-- Start of Material for the task --
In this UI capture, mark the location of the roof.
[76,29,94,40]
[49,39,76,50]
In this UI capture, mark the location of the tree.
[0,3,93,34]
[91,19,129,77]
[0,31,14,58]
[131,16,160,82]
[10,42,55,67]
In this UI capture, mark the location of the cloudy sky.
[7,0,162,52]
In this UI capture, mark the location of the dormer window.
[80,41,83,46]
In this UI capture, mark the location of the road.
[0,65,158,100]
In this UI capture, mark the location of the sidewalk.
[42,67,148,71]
-- End of Material for the task --
-- Start of Material for the task --
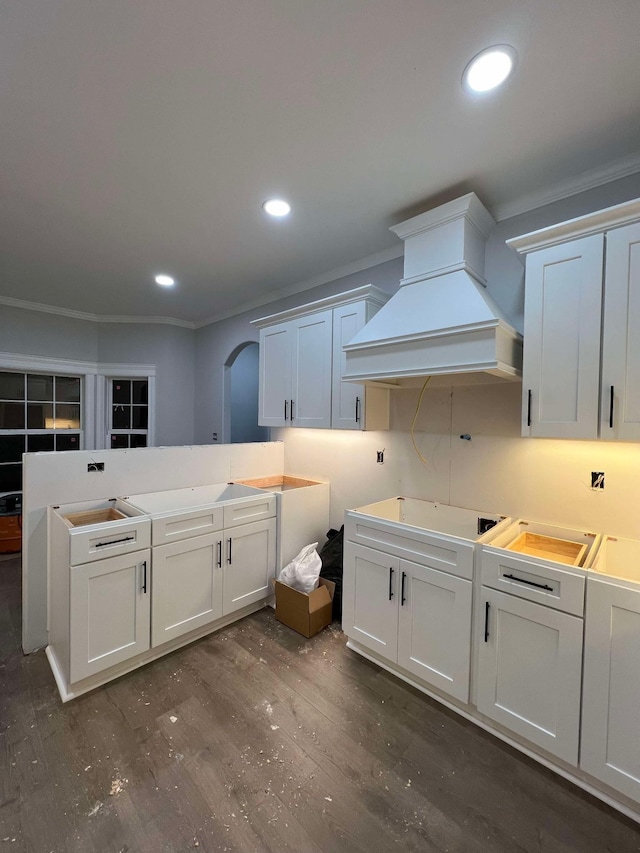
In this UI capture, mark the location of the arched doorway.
-- End of Material for the task --
**Task requirements:** Count the lines in the rows above that contain the string "this", treating uppercase and lowercase as different. Give only the number.

**Task answer:** 7